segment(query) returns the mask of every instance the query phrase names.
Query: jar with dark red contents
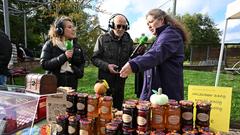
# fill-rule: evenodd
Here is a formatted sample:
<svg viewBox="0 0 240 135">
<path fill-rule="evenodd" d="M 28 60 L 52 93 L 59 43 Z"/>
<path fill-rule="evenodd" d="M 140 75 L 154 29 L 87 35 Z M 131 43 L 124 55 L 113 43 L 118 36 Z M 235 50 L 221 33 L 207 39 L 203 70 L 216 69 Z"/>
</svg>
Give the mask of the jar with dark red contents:
<svg viewBox="0 0 240 135">
<path fill-rule="evenodd" d="M 68 135 L 68 115 L 57 115 L 57 133 L 56 135 Z"/>
<path fill-rule="evenodd" d="M 106 134 L 106 124 L 108 122 L 104 119 L 97 119 L 97 133 L 98 135 L 105 135 Z"/>
<path fill-rule="evenodd" d="M 197 101 L 196 103 L 196 126 L 209 127 L 211 102 L 210 101 Z"/>
<path fill-rule="evenodd" d="M 81 118 L 87 117 L 88 112 L 88 94 L 87 93 L 78 93 L 77 95 L 77 114 L 80 115 Z"/>
<path fill-rule="evenodd" d="M 95 95 L 88 95 L 88 117 L 98 117 L 98 98 Z"/>
<path fill-rule="evenodd" d="M 176 102 L 169 102 L 166 110 L 166 128 L 169 132 L 180 130 L 181 108 Z"/>
<path fill-rule="evenodd" d="M 122 130 L 123 130 L 122 131 L 123 135 L 136 135 L 137 134 L 135 129 L 125 129 L 125 128 L 123 128 Z"/>
<path fill-rule="evenodd" d="M 106 124 L 106 135 L 117 135 L 118 125 L 116 123 L 107 123 Z"/>
<path fill-rule="evenodd" d="M 105 120 L 112 119 L 112 97 L 104 96 L 99 99 L 100 118 Z"/>
<path fill-rule="evenodd" d="M 75 116 L 69 116 L 68 118 L 68 134 L 79 135 L 79 124 Z"/>
<path fill-rule="evenodd" d="M 70 92 L 67 94 L 66 112 L 70 115 L 77 113 L 77 100 L 78 97 L 76 92 Z"/>
<path fill-rule="evenodd" d="M 181 100 L 181 129 L 183 132 L 193 130 L 193 102 Z"/>
<path fill-rule="evenodd" d="M 139 132 L 147 132 L 149 128 L 149 105 L 139 104 L 137 105 L 138 116 L 137 124 Z"/>
<path fill-rule="evenodd" d="M 150 135 L 166 135 L 162 130 L 152 131 Z"/>
<path fill-rule="evenodd" d="M 165 125 L 166 106 L 152 104 L 151 109 L 152 109 L 152 121 L 151 121 L 152 129 L 164 130 L 166 126 Z"/>
<path fill-rule="evenodd" d="M 116 118 L 112 119 L 111 122 L 118 126 L 119 132 L 122 130 L 122 118 L 121 117 L 116 117 Z"/>
<path fill-rule="evenodd" d="M 134 103 L 125 103 L 123 104 L 123 128 L 136 129 L 137 128 L 137 108 Z"/>
<path fill-rule="evenodd" d="M 92 135 L 92 121 L 88 119 L 80 120 L 79 135 Z"/>
</svg>

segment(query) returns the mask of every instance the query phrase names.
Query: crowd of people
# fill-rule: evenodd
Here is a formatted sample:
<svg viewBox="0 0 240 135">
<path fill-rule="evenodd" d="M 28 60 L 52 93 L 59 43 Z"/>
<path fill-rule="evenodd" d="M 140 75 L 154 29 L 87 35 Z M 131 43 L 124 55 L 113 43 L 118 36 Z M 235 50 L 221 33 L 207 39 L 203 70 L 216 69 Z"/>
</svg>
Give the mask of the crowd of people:
<svg viewBox="0 0 240 135">
<path fill-rule="evenodd" d="M 108 21 L 109 31 L 97 38 L 91 61 L 98 68 L 98 78 L 109 84 L 106 95 L 113 97 L 113 107 L 122 109 L 124 87 L 129 74 L 138 75 L 135 84 L 141 100 L 149 100 L 152 89 L 162 88 L 170 99 L 182 100 L 184 44 L 187 31 L 176 19 L 161 9 L 152 9 L 146 15 L 147 26 L 156 40 L 136 53 L 133 40 L 127 32 L 130 23 L 123 14 L 114 14 Z M 0 84 L 5 84 L 12 46 L 1 32 Z M 46 73 L 54 74 L 58 86 L 77 90 L 78 79 L 84 75 L 85 56 L 77 43 L 76 29 L 70 17 L 56 18 L 49 29 L 40 64 Z M 70 47 L 69 47 L 70 45 Z M 5 47 L 6 46 L 6 47 Z M 134 57 L 131 57 L 134 53 Z M 81 84 L 80 84 L 81 85 Z M 139 90 L 140 89 L 140 90 Z"/>
</svg>

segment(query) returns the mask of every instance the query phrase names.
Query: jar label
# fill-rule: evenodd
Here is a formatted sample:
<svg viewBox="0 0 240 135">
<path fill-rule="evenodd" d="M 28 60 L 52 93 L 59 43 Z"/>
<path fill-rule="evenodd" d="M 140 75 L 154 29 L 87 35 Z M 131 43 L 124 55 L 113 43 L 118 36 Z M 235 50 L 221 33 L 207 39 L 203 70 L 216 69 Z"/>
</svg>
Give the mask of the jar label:
<svg viewBox="0 0 240 135">
<path fill-rule="evenodd" d="M 169 124 L 177 125 L 180 123 L 180 118 L 177 115 L 171 115 L 168 117 Z"/>
<path fill-rule="evenodd" d="M 76 129 L 75 129 L 74 127 L 68 126 L 68 133 L 69 133 L 69 134 L 73 134 L 73 133 L 75 133 L 75 132 L 76 132 Z"/>
<path fill-rule="evenodd" d="M 182 113 L 182 118 L 184 120 L 191 120 L 193 118 L 192 112 L 184 112 Z"/>
<path fill-rule="evenodd" d="M 163 117 L 162 115 L 153 115 L 153 120 L 156 124 L 160 124 L 163 122 Z"/>
<path fill-rule="evenodd" d="M 91 104 L 88 104 L 88 112 L 93 112 L 95 110 L 95 107 Z"/>
<path fill-rule="evenodd" d="M 88 131 L 80 129 L 79 135 L 88 135 Z"/>
<path fill-rule="evenodd" d="M 83 103 L 77 103 L 78 110 L 84 110 L 85 105 Z"/>
<path fill-rule="evenodd" d="M 57 124 L 57 132 L 62 132 L 63 128 L 61 125 Z"/>
<path fill-rule="evenodd" d="M 105 127 L 101 127 L 100 132 L 101 132 L 101 134 L 105 135 Z"/>
<path fill-rule="evenodd" d="M 66 102 L 66 106 L 67 106 L 67 108 L 70 108 L 70 107 L 72 107 L 72 106 L 73 106 L 73 103 L 72 103 L 72 102 L 70 102 L 70 101 L 67 101 L 67 102 Z"/>
<path fill-rule="evenodd" d="M 109 112 L 108 107 L 102 106 L 102 107 L 101 107 L 101 112 L 102 112 L 102 113 L 108 113 L 108 112 Z"/>
<path fill-rule="evenodd" d="M 144 117 L 138 116 L 137 117 L 137 124 L 140 126 L 144 126 L 147 124 L 147 120 Z"/>
<path fill-rule="evenodd" d="M 122 119 L 124 123 L 130 123 L 132 121 L 132 116 L 128 114 L 123 114 Z"/>
<path fill-rule="evenodd" d="M 206 113 L 198 113 L 197 114 L 197 119 L 199 119 L 200 121 L 208 121 L 209 116 Z"/>
</svg>

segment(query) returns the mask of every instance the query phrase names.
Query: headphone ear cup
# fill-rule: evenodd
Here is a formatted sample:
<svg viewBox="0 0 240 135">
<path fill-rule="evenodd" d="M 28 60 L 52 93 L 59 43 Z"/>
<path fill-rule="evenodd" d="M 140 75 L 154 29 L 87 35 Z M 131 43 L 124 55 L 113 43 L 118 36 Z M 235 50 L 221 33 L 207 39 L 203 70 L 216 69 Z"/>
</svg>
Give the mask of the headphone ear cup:
<svg viewBox="0 0 240 135">
<path fill-rule="evenodd" d="M 57 27 L 56 28 L 56 33 L 58 34 L 58 35 L 60 35 L 60 36 L 62 36 L 63 35 L 63 28 L 61 28 L 61 27 Z"/>
<path fill-rule="evenodd" d="M 113 22 L 113 21 L 110 21 L 109 24 L 108 24 L 108 26 L 109 26 L 110 28 L 114 29 L 114 27 L 115 27 L 115 26 L 114 26 L 114 22 Z"/>
</svg>

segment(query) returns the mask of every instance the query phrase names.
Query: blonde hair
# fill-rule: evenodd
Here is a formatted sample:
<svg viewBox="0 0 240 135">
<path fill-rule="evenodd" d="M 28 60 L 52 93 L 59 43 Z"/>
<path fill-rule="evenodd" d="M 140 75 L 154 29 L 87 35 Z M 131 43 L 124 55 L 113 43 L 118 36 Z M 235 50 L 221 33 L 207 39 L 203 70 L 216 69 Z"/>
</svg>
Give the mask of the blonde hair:
<svg viewBox="0 0 240 135">
<path fill-rule="evenodd" d="M 51 24 L 50 29 L 48 31 L 48 36 L 49 36 L 50 40 L 52 41 L 53 46 L 55 46 L 57 44 L 58 40 L 60 40 L 62 42 L 65 40 L 65 37 L 63 35 L 57 33 L 57 27 L 60 23 L 62 23 L 62 28 L 64 29 L 66 21 L 72 22 L 72 19 L 67 16 L 61 16 L 61 17 L 56 18 L 54 23 Z"/>
<path fill-rule="evenodd" d="M 146 17 L 148 17 L 149 15 L 153 16 L 154 19 L 162 19 L 162 20 L 164 20 L 165 24 L 169 24 L 175 28 L 180 29 L 183 33 L 183 41 L 185 43 L 188 43 L 189 32 L 186 30 L 185 26 L 181 22 L 177 21 L 175 18 L 171 17 L 166 12 L 164 12 L 158 8 L 150 10 L 147 13 Z"/>
</svg>

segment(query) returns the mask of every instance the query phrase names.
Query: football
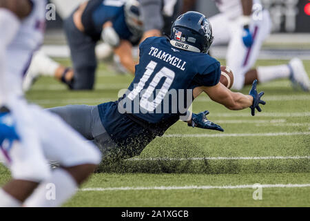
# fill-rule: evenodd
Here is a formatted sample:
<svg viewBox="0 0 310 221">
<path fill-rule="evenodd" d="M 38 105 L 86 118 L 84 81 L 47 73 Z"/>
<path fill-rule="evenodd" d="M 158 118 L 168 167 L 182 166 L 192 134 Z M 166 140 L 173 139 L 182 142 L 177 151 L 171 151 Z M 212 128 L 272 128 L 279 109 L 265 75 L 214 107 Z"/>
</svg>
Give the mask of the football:
<svg viewBox="0 0 310 221">
<path fill-rule="evenodd" d="M 229 67 L 220 66 L 221 75 L 220 82 L 230 89 L 234 84 L 234 74 Z"/>
</svg>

* _Brief_
Reproduce verbatim the portion of the listing above that begins at its first line and ends with the line containing "95 L 88 117", with both of those lines included. Omit the pictures from your output.

* _The completed task_
segment(query) returns the mask of every instance the query phrase names.
Query: jar with dark red contents
# fill-rule: evenodd
Here is a formatted sample:
<svg viewBox="0 0 240 135">
<path fill-rule="evenodd" d="M 28 60 L 52 93 L 59 43 Z"/>
<path fill-rule="evenodd" d="M 140 75 L 154 29 L 87 35 Z M 131 43 L 124 55 L 113 43 L 118 36 Z M 235 50 L 221 33 L 207 39 L 203 70 L 216 69 Z"/>
</svg>
Give the mask of the jar with dark red contents:
<svg viewBox="0 0 240 135">
<path fill-rule="evenodd" d="M 68 135 L 68 115 L 57 115 L 57 133 L 56 135 Z"/>
<path fill-rule="evenodd" d="M 106 134 L 106 124 L 108 122 L 104 119 L 97 119 L 97 133 L 98 135 L 105 135 Z"/>
<path fill-rule="evenodd" d="M 197 101 L 196 103 L 196 126 L 209 127 L 211 102 L 210 101 Z"/>
<path fill-rule="evenodd" d="M 81 118 L 87 117 L 88 112 L 88 94 L 87 93 L 78 93 L 77 95 L 77 114 L 80 115 Z"/>
<path fill-rule="evenodd" d="M 95 95 L 88 95 L 88 117 L 98 117 L 98 98 Z"/>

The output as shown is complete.